> _WHAT YOU ARE ASKED TO DO_: Your answer should consist of the listing, repeated exactly.

• • • • •

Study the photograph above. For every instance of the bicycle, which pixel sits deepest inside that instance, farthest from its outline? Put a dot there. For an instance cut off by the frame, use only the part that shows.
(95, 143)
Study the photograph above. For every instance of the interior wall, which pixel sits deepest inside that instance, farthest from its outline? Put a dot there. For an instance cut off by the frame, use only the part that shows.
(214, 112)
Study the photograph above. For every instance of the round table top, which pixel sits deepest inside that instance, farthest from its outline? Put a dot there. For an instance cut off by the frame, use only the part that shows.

• • • • •

> _EXERCISE SOLUTION_:
Study the photograph above. For every instance of the bicycle, which pixel sits deepest inside that instance, farthest from its outline? Put a dot there. For an instance cut off by the frame, use only the part that shows.
(95, 143)
Study the photograph above. For every instance of the interior wall, which pixel sits deepest inside that instance, farthest from its outline? Put a dot there. For an instance cut off by the frame, use only the part that shows.
(214, 112)
Study the photograph above. For every instance of the round table top, which pixel sits deepest inside that instance, farthest from its outline? Put a dot there. For an instance cut off by the frame, use only the part that shows.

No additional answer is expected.